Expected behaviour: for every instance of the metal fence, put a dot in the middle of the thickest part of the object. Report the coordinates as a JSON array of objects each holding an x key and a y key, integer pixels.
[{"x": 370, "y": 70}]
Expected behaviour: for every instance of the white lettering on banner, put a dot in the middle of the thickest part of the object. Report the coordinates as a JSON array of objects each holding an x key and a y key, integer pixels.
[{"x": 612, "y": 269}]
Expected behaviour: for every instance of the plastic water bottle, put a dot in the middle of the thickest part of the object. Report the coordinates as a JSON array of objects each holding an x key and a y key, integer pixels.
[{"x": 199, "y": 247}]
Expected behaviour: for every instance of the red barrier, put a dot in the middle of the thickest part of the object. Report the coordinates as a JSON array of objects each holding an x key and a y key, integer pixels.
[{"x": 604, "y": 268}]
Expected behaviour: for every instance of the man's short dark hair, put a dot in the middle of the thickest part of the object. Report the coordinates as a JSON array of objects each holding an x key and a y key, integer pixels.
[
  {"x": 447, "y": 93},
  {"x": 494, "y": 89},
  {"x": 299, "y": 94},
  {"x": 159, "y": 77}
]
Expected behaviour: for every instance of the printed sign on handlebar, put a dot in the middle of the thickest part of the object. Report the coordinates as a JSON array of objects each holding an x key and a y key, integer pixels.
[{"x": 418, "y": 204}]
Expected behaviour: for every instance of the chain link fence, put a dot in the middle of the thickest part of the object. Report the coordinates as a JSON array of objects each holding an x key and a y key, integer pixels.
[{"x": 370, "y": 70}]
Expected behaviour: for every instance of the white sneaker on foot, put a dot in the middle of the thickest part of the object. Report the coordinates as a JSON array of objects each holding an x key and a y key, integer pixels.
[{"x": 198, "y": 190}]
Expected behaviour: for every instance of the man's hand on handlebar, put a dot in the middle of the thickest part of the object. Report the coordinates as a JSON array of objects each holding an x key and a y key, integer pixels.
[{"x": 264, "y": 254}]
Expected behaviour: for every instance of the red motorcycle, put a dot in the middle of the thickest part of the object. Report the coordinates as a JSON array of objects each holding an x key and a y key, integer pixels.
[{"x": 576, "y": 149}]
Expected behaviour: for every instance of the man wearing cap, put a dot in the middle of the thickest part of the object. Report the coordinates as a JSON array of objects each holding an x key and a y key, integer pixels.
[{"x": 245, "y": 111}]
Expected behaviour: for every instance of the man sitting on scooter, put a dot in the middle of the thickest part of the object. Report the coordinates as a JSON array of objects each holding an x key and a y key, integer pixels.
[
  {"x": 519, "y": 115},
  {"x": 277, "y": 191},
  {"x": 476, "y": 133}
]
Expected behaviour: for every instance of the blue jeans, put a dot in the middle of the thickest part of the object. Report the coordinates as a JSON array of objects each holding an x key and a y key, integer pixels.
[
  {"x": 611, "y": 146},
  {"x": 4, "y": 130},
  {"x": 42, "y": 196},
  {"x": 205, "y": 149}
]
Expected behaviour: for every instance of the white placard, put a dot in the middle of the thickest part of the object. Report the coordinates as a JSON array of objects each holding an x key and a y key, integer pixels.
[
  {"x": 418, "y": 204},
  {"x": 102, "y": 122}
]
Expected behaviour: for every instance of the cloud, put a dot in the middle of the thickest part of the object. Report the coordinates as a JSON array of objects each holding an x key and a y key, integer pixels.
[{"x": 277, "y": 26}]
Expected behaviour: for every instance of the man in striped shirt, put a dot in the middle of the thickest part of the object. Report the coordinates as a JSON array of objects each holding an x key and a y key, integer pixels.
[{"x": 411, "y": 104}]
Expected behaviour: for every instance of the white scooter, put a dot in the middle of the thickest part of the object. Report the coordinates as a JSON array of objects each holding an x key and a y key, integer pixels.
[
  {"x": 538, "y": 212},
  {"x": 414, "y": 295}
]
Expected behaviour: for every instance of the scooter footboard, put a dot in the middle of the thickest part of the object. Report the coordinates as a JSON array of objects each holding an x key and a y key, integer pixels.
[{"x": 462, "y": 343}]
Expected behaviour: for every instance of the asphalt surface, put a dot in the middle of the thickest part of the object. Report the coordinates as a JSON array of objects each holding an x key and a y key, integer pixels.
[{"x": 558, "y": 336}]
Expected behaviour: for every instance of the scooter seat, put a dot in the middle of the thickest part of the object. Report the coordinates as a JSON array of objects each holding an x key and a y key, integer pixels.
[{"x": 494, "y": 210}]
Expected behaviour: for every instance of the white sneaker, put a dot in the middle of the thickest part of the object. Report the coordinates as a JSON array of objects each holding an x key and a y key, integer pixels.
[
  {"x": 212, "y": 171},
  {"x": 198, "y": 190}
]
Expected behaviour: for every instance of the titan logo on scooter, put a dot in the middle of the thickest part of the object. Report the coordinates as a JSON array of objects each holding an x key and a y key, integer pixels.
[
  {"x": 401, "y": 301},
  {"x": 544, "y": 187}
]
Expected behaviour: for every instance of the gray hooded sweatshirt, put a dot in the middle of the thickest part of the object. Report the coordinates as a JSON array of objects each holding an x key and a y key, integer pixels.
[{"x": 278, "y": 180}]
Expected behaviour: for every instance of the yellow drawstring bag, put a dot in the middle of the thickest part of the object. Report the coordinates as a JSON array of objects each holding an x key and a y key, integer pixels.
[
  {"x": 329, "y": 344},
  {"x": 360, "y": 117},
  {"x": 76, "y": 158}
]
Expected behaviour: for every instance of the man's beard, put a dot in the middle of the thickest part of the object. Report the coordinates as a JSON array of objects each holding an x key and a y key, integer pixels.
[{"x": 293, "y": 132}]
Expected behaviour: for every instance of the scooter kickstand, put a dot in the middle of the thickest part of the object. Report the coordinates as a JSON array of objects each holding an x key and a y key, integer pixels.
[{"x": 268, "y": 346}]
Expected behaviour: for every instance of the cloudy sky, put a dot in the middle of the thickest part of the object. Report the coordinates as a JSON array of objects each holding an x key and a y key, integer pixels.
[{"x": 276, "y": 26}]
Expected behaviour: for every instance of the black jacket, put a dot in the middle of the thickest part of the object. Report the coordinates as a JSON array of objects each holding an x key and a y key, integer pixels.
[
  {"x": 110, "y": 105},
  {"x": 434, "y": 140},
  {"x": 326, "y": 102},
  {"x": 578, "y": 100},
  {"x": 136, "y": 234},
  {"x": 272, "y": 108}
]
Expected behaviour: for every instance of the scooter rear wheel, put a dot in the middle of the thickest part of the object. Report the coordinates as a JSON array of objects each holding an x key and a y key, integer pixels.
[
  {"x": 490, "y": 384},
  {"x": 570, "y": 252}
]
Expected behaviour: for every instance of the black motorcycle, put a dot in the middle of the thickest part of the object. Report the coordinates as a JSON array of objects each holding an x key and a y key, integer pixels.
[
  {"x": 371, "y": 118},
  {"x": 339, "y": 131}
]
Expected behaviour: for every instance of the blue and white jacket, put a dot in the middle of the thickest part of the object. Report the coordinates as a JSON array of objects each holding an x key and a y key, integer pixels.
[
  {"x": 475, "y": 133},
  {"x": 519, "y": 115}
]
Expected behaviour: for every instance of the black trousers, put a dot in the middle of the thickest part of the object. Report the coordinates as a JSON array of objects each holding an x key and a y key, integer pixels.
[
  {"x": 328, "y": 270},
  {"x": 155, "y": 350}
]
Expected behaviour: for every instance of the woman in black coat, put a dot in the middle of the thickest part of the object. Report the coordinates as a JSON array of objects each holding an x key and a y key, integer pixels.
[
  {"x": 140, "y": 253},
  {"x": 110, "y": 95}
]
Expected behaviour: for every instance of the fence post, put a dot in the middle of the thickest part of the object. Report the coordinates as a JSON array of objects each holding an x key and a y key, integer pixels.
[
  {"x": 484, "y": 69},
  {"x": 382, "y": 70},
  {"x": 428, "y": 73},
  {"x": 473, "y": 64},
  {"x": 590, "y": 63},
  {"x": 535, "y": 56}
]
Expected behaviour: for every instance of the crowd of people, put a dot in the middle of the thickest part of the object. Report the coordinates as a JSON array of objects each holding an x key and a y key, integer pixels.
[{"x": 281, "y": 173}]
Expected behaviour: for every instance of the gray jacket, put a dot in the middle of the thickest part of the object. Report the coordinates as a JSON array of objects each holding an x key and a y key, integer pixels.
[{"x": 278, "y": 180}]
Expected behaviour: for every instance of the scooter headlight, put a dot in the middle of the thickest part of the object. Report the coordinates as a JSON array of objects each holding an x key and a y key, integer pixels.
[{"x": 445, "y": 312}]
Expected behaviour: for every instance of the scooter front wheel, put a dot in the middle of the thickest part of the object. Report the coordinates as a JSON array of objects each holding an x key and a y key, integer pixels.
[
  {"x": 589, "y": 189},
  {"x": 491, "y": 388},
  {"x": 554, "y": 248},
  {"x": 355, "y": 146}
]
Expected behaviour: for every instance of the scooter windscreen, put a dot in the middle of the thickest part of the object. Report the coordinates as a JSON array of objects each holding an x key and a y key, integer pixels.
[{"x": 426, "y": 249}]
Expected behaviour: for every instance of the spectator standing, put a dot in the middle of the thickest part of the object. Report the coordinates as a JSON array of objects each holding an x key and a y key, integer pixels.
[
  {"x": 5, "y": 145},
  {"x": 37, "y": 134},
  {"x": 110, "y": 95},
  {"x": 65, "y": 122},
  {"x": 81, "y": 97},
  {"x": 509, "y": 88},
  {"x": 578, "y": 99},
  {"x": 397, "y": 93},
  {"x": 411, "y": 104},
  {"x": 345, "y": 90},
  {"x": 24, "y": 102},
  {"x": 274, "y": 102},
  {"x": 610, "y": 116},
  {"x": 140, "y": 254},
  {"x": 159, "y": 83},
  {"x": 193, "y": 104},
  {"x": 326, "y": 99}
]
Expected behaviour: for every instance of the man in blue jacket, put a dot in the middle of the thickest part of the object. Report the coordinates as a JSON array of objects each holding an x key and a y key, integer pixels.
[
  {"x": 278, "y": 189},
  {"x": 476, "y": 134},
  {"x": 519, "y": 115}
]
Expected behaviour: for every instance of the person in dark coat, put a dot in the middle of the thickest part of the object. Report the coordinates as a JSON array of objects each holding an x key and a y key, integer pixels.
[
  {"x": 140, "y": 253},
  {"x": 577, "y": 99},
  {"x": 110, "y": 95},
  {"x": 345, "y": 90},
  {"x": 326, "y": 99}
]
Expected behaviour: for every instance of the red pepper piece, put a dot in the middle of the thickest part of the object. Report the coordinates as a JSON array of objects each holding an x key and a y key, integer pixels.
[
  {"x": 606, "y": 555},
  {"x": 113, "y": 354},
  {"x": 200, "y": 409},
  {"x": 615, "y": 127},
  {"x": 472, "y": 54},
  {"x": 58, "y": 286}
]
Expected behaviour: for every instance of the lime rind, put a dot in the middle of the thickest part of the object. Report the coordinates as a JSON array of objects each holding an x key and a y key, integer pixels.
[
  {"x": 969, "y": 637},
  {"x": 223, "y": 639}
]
□ □ □ □ □
Take the line holding "Expected behaviour: for every instance of the red pepper" and all lines after it through the end of the data, and set them down exactly.

→ TASK ANSWER
Expected behaviour: for every instance of the red pepper piece, put a dot in the middle of the thickest part of the object. Report the coordinates as a JSON array of objects each holding an x key and a y key, integer pixels.
[
  {"x": 606, "y": 555},
  {"x": 113, "y": 354},
  {"x": 200, "y": 409},
  {"x": 615, "y": 127},
  {"x": 472, "y": 54},
  {"x": 58, "y": 286}
]
Expected behaviour: for every instance of the lime rind, put a dot in the middle of the thickest part of the object. Report the coordinates as a JSON array of objects each holding an x key and a y key, integer pixels.
[
  {"x": 969, "y": 637},
  {"x": 223, "y": 639}
]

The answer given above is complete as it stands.